Read the data and repeat it in full, exactly.

[start of Given data]

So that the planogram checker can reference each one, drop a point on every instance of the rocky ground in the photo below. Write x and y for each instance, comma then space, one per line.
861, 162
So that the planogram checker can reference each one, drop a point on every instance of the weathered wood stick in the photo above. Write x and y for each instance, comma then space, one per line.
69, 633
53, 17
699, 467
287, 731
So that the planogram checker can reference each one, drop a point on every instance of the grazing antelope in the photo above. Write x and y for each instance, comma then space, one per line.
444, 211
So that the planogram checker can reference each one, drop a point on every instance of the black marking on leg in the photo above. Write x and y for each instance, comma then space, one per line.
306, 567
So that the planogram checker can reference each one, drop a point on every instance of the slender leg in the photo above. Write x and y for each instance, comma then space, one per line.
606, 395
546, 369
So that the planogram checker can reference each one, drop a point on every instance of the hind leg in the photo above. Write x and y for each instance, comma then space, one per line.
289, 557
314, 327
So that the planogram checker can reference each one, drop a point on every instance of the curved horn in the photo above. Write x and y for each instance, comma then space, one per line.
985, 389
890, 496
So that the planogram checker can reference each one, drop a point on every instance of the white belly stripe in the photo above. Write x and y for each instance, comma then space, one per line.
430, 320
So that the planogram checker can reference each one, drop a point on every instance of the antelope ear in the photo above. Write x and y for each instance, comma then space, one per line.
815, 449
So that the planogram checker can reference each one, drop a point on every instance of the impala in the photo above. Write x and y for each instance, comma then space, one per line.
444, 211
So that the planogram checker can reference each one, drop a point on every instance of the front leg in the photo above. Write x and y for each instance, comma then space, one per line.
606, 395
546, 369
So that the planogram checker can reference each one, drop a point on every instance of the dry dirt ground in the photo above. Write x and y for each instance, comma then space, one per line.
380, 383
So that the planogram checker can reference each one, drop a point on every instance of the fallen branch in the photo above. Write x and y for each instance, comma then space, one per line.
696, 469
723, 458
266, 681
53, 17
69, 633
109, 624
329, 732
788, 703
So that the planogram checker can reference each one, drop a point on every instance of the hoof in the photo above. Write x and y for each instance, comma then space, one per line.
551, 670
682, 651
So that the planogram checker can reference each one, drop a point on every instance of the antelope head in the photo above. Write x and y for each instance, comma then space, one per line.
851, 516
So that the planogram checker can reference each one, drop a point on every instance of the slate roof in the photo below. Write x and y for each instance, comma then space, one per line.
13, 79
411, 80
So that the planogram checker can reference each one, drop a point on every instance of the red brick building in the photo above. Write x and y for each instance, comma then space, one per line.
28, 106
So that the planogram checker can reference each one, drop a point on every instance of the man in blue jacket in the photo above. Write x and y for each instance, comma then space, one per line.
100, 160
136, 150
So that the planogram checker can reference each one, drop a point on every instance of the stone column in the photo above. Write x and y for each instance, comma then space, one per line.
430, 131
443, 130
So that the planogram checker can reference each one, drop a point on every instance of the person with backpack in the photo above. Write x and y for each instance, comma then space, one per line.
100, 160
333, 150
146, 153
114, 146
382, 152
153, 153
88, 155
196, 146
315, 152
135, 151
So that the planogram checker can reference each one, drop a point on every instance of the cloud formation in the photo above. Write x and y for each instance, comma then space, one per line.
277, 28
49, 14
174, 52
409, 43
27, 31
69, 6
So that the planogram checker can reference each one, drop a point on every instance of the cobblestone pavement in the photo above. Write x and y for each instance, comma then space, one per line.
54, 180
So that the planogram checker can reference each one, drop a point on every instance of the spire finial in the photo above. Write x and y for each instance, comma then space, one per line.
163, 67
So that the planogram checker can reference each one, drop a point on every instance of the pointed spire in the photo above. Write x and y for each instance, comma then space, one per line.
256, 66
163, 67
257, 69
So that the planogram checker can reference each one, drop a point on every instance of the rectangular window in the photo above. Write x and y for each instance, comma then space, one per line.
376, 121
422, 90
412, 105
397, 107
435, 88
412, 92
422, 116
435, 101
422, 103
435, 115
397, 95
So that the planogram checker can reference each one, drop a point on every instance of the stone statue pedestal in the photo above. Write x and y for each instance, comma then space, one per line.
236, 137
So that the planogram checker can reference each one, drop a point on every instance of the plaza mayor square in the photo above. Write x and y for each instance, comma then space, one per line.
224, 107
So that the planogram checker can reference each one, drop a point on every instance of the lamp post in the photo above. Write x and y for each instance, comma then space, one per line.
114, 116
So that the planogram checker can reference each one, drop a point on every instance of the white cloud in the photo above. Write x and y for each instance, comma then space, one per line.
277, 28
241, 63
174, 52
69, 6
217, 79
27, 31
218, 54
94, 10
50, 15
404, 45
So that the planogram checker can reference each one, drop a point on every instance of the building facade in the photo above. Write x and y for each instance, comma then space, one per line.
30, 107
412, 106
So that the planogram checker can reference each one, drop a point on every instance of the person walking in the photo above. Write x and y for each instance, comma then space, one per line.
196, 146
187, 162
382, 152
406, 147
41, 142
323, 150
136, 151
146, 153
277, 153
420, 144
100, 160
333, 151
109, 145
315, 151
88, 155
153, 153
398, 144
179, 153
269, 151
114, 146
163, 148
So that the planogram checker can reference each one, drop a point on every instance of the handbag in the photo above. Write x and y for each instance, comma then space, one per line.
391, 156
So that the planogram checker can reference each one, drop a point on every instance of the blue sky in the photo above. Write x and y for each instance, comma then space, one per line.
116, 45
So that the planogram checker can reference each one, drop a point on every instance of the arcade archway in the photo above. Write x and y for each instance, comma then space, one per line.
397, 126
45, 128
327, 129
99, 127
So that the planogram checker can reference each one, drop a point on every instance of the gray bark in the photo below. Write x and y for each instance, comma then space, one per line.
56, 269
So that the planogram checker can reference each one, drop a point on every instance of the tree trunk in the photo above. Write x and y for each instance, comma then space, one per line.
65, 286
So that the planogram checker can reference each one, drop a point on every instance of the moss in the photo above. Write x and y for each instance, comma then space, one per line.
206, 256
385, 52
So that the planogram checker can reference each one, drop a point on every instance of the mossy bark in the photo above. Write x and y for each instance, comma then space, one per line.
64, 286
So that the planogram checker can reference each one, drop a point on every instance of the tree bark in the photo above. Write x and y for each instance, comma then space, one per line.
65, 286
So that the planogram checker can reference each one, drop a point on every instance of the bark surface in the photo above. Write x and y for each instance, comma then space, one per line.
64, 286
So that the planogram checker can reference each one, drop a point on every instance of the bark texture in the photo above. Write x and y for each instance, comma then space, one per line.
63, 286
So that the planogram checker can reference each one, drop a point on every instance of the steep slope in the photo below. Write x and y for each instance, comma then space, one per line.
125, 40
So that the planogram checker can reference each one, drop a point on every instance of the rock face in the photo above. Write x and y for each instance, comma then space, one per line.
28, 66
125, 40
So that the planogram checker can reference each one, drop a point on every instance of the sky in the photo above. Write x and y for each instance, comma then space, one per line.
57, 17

[end of Given data]

The reply
So that the planogram checker can reference each one, drop a point on every instance of the rocky ground in the photo below. Write x and y for each instance, comma then space, one per line.
861, 162
So that the planogram checker can reference each one, drop a point on every instance of the weathered wood stick in the photo above. Write x and y for each instance, comma then space, one per line.
69, 633
53, 17
699, 467
287, 731
So that the planogram checker can reference each one, drop a point on every instance of the grazing antelope in the photo above. Write x and y for each instance, comma then space, one per line.
444, 211
So that the planogram checker can reference each one, drop a point on every instance of the black marking on leg in the photo above. Write x and y for each instance, comma then space, one per line.
306, 567
So that the planogram checker can reference each one, drop a point on every instance of the slender leg in the photo above. Write x and y for each instance, comma then space, one per line.
606, 395
546, 369
So that the planogram checker can reference each one, drop a point on every instance of the hind leg in the photo above. Write x and y for each instance, comma then space, one per line.
289, 557
314, 327
So that the planogram checker can reference each one, drop a point on every instance of the curved horn in the photo above. Write x and y for each instance, comma then space, one per line.
985, 389
890, 496
So that the planogram checker can reference each one, drop a point on every instance of the white belly stripe in the photo above. Write x and y for each instance, comma then space, one per line.
430, 320
So that the planogram checker can reference each one, drop a point on every instance of the antelope ear in the photo above. Write x and y for each instance, comma then space, one per line.
815, 449
So that the planogram checker can reference each one, drop a point on every instance of the impala in the photo above. Write x and y for each instance, comma then space, one per line.
444, 211
So that the planogram checker can reference each one, drop a point on every instance of the front leg in the photo above. Write x and y for each instance, comma then space, one per line.
606, 395
546, 369
So that the planogram checker can reference each one, drop a point on every instance of the dry dirt ground in the photo above. Write x and y for each instance, comma then space, one per line.
380, 383
So that the planogram checker can reference each one, drop a point on every instance of the fallen branch in the photo above. Write x and y for each instance, comma then space, one per line.
696, 469
723, 458
266, 681
53, 17
69, 633
109, 624
329, 732
788, 703
So that the planogram checker can reference each one, drop a point on every instance of the hoof in the photo above. Write x and y for each instance, comma then space, one per line.
551, 670
682, 651
So that the planogram checker can reference each one, drop a point on every instance of the antelope head in the photo above. Write x and y for each instance, comma then space, one per line.
851, 516
So that the planogram checker can reference each one, drop a point on every instance of the slate roof in the photo below. Write x and y for each instance, comma then space, one per line.
13, 79
411, 80
So that the planogram checker can reference each one, drop a point on every instance of the red brick building in the photo above. Write x and y for each instance, comma then space, one per line.
28, 106
So that the planogram checker can reference each one, drop a point on every instance of the man in blue jacket in the photo above. Write x and y for each instance, comma then space, one per line.
100, 160
136, 150
So that the planogram checker can reference each one, drop a point on every instance of the stone column in the photo above. Write x and y for each instance, comma then space, one per line.
430, 131
443, 130
So that the planogram checker can reference each one, drop a point on every instance of the person with backpack in the photo above. Write x and y for each instance, comma then space, one per line.
100, 160
333, 150
146, 153
114, 146
382, 152
153, 153
88, 155
196, 146
315, 152
135, 151
So that the planogram checker can reference each one, drop a point on every instance of the cloud formation in the photo above. Write x and y for each instance, comma then space, one per line.
277, 28
49, 14
174, 52
409, 43
27, 31
69, 6
So that the planogram checker can reference each one, drop a point on every instance of the cobblestone pavement in the photo above. Write x and y for each instance, comma then space, one per line.
54, 180
So that the planogram checker can reference each one, drop a point on every instance of the spire finial in the photo above. Write x and y for each instance, comma then space, one per line.
163, 67
So that the planogram checker can reference each one, drop a point on every instance of the pointed spire in the photo above. Write x and y for each instance, comma then space, one per line.
256, 66
163, 67
257, 69
So that the planogram checker can reference each one, drop a point on every instance of the rectangular window in the photo above. Write x and y for each instance, comma then space, one per line.
376, 121
422, 90
412, 105
397, 107
435, 88
412, 92
422, 116
435, 101
422, 103
435, 115
397, 95
So that the planogram checker can reference each one, drop a point on every instance of the stone statue pedestal in the photo above. Write x and y for each instance, comma then space, one per line.
236, 137
So that the planogram checker can reference each one, drop a point on every instance of the plaza mayor square in the photo above. Write x and y for each instance, comma then space, one per line.
224, 107
So that the planogram checker can reference each one, drop a point on every instance of the lamp post in the photo above. Write x and y for each instance, comma then space, one per line.
114, 116
So that the planogram checker can reference each one, drop a point on every instance of the white cloud in the photo above. Write x and y for each instance, comma then space, one per line.
277, 28
241, 63
174, 52
69, 6
217, 79
27, 31
218, 54
94, 10
50, 15
404, 45
So that the planogram checker can reference each one, drop a point on every instance of the building facade in the photo above. Write x and y for each instance, comma then space, one per line.
30, 107
412, 106
So that the planogram checker can reference each one, drop a point on every instance of the person walking in the photo above. Write x and y for each instance, comma then space, one per line.
196, 146
187, 162
382, 152
406, 147
41, 142
323, 150
136, 151
146, 153
277, 153
420, 144
100, 160
333, 151
109, 145
315, 151
88, 155
153, 153
398, 144
179, 153
269, 151
114, 146
163, 148
So that the planogram checker can reference each one, drop a point on every instance of the handbag in the photo above. Write x and y for each instance, comma then space, one per line.
391, 156
So that the planogram checker can reference each one, drop a point on every instance of the blue sky in the photo above. Write x and y for each instance, comma then space, one per line.
116, 45
So that the planogram checker can reference each one, drop a point on every instance of the arcade archway in the photo above. Write x and y for each instance, comma then space, one per line.
397, 126
45, 128
327, 129
99, 127
So that the planogram checker can reference each one, drop a point on every instance of the gray bark in the photo below. Write x and y for each instance, comma then space, one per line.
56, 269
So that the planogram checker can reference each one, drop a point on every instance of the tree trunk in the photo above. Write x and y for each instance, comma then space, one per line.
65, 286
So that the planogram checker can reference each one, drop a point on every instance of the moss in the photo above. Write x and y for each instance, comma then space, one per line.
206, 256
385, 52
So that the planogram checker can reference each one, drop a point on every instance of the mossy bark in the photo above. Write x and y for each instance, comma then space, one per line.
64, 286
So that the planogram checker can reference each one, drop a point on every instance of the tree bark in the photo above. Write x and y for each instance, comma then space, one per line.
65, 286
So that the planogram checker can reference each one, drop a point on every instance of the bark surface in the photo above. Write x and y for each instance, comma then space, one per line.
64, 286
So that the planogram checker can reference each one, drop a point on every instance of the bark texture in the photo above. Write x and y for each instance, comma then space, one per line.
63, 286
So that the planogram checker can reference each one, drop a point on every instance of the steep slope in the photo below. Write x and y for each instance, comma then space, one per line.
125, 40
So that the planogram checker can reference each one, drop a point on every instance of the rock face in the photo above. Write x and y for each instance, comma then space, one per line.
28, 66
125, 40
So that the planogram checker can reference each one, drop a point on every instance of the sky in the photo above. Write x and y for each instance, comma then space, one per line.
57, 17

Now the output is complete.